## Supplied records
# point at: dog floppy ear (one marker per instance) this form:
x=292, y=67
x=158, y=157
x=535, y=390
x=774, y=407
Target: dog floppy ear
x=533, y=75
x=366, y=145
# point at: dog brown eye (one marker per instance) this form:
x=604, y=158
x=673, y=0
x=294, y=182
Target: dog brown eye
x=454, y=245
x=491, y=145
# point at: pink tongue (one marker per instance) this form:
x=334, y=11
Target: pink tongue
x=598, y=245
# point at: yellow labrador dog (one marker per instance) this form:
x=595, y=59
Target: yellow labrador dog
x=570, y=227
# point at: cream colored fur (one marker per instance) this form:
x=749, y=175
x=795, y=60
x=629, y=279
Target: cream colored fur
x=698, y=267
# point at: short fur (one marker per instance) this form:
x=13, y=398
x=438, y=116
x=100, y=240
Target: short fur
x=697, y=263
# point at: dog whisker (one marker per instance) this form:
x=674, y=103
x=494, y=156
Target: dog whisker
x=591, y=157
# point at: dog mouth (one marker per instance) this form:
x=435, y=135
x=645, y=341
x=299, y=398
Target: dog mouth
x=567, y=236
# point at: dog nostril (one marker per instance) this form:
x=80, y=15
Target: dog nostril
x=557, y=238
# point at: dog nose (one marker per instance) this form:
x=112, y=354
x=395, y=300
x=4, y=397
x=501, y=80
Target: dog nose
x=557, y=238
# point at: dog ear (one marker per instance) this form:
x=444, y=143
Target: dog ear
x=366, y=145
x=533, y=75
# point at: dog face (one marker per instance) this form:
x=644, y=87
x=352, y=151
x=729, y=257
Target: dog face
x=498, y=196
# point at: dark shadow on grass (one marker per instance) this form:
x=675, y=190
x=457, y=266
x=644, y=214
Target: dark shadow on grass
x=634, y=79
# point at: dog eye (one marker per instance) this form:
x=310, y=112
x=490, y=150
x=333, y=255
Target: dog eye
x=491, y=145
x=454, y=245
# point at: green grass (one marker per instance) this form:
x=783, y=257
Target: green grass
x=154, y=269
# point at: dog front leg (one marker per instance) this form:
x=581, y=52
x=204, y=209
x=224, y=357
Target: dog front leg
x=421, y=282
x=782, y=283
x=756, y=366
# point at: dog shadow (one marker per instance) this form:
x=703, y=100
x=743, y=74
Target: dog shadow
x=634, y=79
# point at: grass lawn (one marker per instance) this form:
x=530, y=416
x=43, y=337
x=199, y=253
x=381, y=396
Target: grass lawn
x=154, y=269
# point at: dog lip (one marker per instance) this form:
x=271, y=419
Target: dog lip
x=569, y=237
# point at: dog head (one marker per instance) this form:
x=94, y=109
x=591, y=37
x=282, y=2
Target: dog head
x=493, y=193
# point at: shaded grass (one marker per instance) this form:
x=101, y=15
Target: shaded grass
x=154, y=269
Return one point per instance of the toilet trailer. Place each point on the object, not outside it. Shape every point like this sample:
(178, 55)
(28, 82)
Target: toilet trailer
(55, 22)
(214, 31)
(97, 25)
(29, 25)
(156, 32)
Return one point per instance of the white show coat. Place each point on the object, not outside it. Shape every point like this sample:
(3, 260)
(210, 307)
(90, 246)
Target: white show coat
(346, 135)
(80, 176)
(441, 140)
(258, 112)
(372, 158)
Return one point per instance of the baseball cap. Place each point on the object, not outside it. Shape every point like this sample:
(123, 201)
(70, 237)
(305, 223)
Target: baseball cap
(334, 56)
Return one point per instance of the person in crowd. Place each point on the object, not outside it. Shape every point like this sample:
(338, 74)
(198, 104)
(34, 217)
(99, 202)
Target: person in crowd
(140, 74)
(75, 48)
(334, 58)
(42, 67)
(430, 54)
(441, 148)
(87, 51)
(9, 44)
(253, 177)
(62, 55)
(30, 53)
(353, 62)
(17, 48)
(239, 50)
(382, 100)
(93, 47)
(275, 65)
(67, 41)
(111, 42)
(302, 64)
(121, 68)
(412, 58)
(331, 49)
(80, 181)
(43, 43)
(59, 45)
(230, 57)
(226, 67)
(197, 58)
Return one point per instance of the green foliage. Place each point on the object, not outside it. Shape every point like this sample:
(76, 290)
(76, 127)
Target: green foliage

## Exercise
Your task is to output the material above exactly.

## Exercise result
# point at: dog floppy ear (one marker per instance) this form:
x=292, y=67
x=158, y=157
x=535, y=390
x=774, y=407
Target: dog floppy ear
x=533, y=75
x=366, y=145
# point at: dog brown eye (one marker per instance) this form:
x=604, y=158
x=673, y=0
x=294, y=182
Target: dog brown eye
x=454, y=245
x=491, y=145
# point at: pink tongue (one marker per instance) this form:
x=334, y=11
Target: pink tongue
x=598, y=245
# point at: yellow labrador dog (one marker per instance) this form:
x=595, y=59
Target: yellow labrador dog
x=570, y=227
# point at: cream colored fur (one marker per instance) this form:
x=749, y=175
x=795, y=60
x=629, y=279
Target: cream colored fur
x=698, y=267
# point at: short fur (one marker per instance) this form:
x=13, y=398
x=438, y=116
x=100, y=240
Target: short fur
x=697, y=263
# point at: dog whisker (one marker per instance) this form:
x=674, y=103
x=494, y=156
Target: dog whisker
x=591, y=157
# point at: dog mouth (one marker per instance) this form:
x=435, y=135
x=645, y=341
x=299, y=398
Target: dog mouth
x=567, y=236
# point at: dog nostril (one marker per instance) this form:
x=80, y=15
Target: dog nostril
x=557, y=238
# point at: dog nose (one marker per instance) this form:
x=112, y=354
x=395, y=300
x=4, y=397
x=501, y=80
Target: dog nose
x=557, y=238
# point at: dog ear (one marker per instance) this form:
x=444, y=143
Target: dog ear
x=366, y=145
x=533, y=75
# point at: dog face (one marker per instance) this form:
x=644, y=87
x=352, y=151
x=729, y=257
Target: dog face
x=498, y=196
# point at: dark shadow on grass (one marker per instance) this form:
x=675, y=190
x=457, y=266
x=644, y=214
Target: dark shadow on grass
x=634, y=79
# point at: dog eye (one marker per instance) this form:
x=310, y=112
x=490, y=150
x=333, y=255
Target: dog eye
x=491, y=145
x=454, y=245
# point at: green grass (one marker per instance) this form:
x=783, y=257
Target: green grass
x=154, y=269
# point at: dog front leg (one marker per instance) this form:
x=581, y=52
x=204, y=209
x=224, y=357
Target: dog front leg
x=421, y=282
x=782, y=283
x=756, y=366
# point at: dog shadow (one marker per instance) this form:
x=703, y=100
x=743, y=74
Target: dog shadow
x=634, y=79
# point at: grass lawn (one marker per instance) this form:
x=530, y=416
x=43, y=337
x=199, y=253
x=381, y=396
Target: grass lawn
x=154, y=269
# point at: dog lip (one marker per instance) this form:
x=271, y=419
Target: dog lip
x=569, y=237
# point at: dog head (one marker per instance) this form:
x=94, y=109
x=591, y=37
x=282, y=2
Target: dog head
x=493, y=193
# point at: shaded grass (one marker per instance) this form:
x=101, y=15
Target: shaded grass
x=154, y=269
Return one point per instance of the toilet trailer. Place each point on the object, not outside it. Shape every point like this sample:
(178, 55)
(28, 82)
Target: toilet trailer
(55, 22)
(214, 31)
(97, 25)
(29, 25)
(156, 32)
Return one point per instance of the white show coat. Place each point on the object, not outside it. Shape every point like this sample:
(3, 260)
(210, 307)
(90, 246)
Target: white show coat
(346, 135)
(80, 176)
(441, 140)
(258, 112)
(372, 158)
Return one point per instance of the baseball cap. Place each point on the object, not outside it. Shape every point like this sample:
(123, 201)
(70, 237)
(305, 223)
Target: baseball cap
(334, 56)
Return one point per instance of the person in crowd. Place each point on the object, not outside it. Shape every point like this sample:
(338, 74)
(198, 104)
(34, 217)
(99, 202)
Target: person in crowd
(140, 74)
(75, 48)
(334, 58)
(42, 67)
(430, 54)
(441, 148)
(87, 51)
(9, 44)
(253, 177)
(62, 55)
(30, 53)
(353, 62)
(17, 48)
(239, 50)
(382, 100)
(93, 47)
(275, 65)
(67, 41)
(111, 42)
(302, 64)
(121, 68)
(412, 58)
(331, 49)
(80, 181)
(43, 43)
(59, 45)
(230, 57)
(226, 67)
(197, 58)
Return one point per instance of the green foliage. Place each point on the object, not outside it. Shape every point like this sample:
(76, 290)
(76, 127)
Target: green foliage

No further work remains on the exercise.